GIVEN PASSAGE =
Drinking water contamination is an ongoing issue across the United States. However, tracking water quality violations and notifying residents about them is challenging, and there is no systematic approach for prioritizing assistance once a violation is detected. Using a dataset intended to assess bottled water marketing trends, Maura Allaire, an assistant professor in Urban Planning and Public Policy at UC Irvine, and her collaborators are tackling these challenges and gaining a better understanding of how communities deal with contaminated water.
In a new paper published in the Proceedings of the National Academy of Sciences, the researchers explain how tracking bottled water sales might be help improve the process of identifying drinking water violations, notifying residents, and providing assistance. People reduce their exposure to contaminated water in many ways including boiling or filtering, but because bottled water sales can be traced, they may be a helpful new indicator of how communities react to water quality violations.
In the U.S., drinking water violations are split into two categories. The first are short-term, with acute effects that require immediate public notification. Allaire and colleagues found that for these kinds of violations, which are often due to pathogens like E. Coli, bottled water sales increased 14%. For the second type of violations, those related to long-term exposure risk and the category most violations fall into, bottled water sales increase on average 4.9%.
This means that, generally, bottled water sales are most responsive to violations that could cause acute health effects and require public notification within 24 hours. However, the actions that people take to deal with water contamination vary across communities. For example, low-income rural communities do not show a significant response to nitrate violations, which pose the highest health risks to infants under six months old.
“It was surprising for us to find that low-income rural communities did not respond to nitrate violations, since these populations are the ones facing the brunt of nitrate contamination. It is possible that these communities take other actions, such as installing nitrate filters, but we'd need to investigate further,” says Allaire.
The researchers also expected to find that communities might make a more permanent switch to bottled water after experiencing a violation. However, Allaire says, “the effect we found was very small. After an acute violation occurred for the first time, bottled water sales are slightly higher at around 2%, but this declines as time goes on. For locations with many violations, sales of bottled water drop back to normal levels after violations end.”

SOURCE DATA =
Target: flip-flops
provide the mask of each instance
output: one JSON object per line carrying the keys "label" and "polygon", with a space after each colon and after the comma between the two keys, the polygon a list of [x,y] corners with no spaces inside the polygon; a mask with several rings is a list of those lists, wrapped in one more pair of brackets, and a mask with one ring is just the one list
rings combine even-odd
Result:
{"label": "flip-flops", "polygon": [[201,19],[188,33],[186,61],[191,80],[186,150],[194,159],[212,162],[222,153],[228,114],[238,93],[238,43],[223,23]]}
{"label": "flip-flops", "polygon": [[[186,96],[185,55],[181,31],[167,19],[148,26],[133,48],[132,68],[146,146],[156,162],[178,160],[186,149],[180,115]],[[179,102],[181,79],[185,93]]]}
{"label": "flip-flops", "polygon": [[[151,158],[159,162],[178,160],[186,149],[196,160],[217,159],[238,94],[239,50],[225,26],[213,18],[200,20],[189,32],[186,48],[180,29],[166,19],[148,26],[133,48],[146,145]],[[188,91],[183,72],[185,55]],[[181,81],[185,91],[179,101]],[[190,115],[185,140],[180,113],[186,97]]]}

==

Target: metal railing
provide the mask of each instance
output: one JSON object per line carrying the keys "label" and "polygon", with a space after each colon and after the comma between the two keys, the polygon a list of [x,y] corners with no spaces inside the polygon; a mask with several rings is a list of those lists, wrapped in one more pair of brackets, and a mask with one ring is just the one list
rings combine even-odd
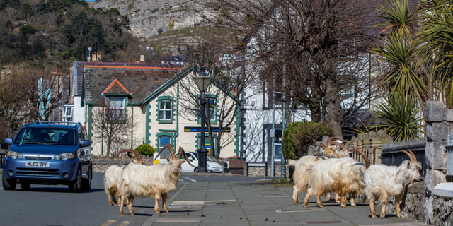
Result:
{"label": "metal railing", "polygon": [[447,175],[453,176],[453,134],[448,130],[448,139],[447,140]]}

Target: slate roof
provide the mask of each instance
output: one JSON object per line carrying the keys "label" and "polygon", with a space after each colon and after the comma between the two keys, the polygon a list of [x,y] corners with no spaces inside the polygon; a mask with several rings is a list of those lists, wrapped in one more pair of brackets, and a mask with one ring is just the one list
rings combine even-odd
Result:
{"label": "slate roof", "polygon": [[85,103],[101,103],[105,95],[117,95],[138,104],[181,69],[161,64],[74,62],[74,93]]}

--

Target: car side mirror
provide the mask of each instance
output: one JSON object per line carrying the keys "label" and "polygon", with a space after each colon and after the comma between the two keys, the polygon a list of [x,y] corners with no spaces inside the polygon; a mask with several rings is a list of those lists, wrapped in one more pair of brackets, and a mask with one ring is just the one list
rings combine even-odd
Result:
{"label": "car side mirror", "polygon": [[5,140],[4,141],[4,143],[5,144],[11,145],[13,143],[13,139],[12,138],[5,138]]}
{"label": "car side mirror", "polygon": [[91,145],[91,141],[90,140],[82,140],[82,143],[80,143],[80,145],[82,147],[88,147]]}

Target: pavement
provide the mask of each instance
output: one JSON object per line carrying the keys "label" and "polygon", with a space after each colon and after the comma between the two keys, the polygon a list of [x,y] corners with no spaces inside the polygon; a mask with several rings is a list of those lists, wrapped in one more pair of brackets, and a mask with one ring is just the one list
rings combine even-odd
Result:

EXPLORE THE MATERIAL =
1 - In the passage on bottled water sales and drinking water violations, why might bottled water sales serve as a useful new indicator of how communities respond to violations? Answer in one to three sentences.
2 - Write the next part of the passage on bottled water sales and drinking water violations, picking up after its final sentence.

ANSWERS PROVIDED =
1 - People reduce their exposure to contaminated water in many ways, such as boiling or filtering, but bottled water sales can be traced. Because these purchases leave a record, they can show how communities react to water quality violations.

2 -
Analyzing all those bottled water purchases was no small feat. “This was a two-year effort by a team of four researchers. At first, it was a challenge to work with such a large dataset of weekly bottled water sales. The raw data contained over 5,000 Universal Product Codes (UPCs) of bottled water purchased at over 25,400 stores. Sorting through terabytes of bottled water purchase data took quite a bit of time and processing before it could be used in the analysis. For some of the students, this was their first introduction to working with big data,” says Allaire.
There is yet more work to do. One outstanding challenge when it comes to drinking water violations is that regulations that guide public notification have not been updated in two decades. The guidelines recommend notifying people via radio, television, and notices posted in public places, and the researchers note that more modern forms of communication could improve public awareness and ability to respond.
In addition, tracking consumer purchases could detect emerging water quality concerns, especially for contaminants that are sampled infrequently and effect water taste or appearance. Additional monitoring could improve response of state and local agencies on issues that otherwise go undetected or unreported.
Allaire says that “it was exciting to use this extensive dataset to look at people's behavior. While this dataset was originally intended to assess marketing trends, it can shed light on how communities are affected by contaminated water, and help improve both notifications and assistance.”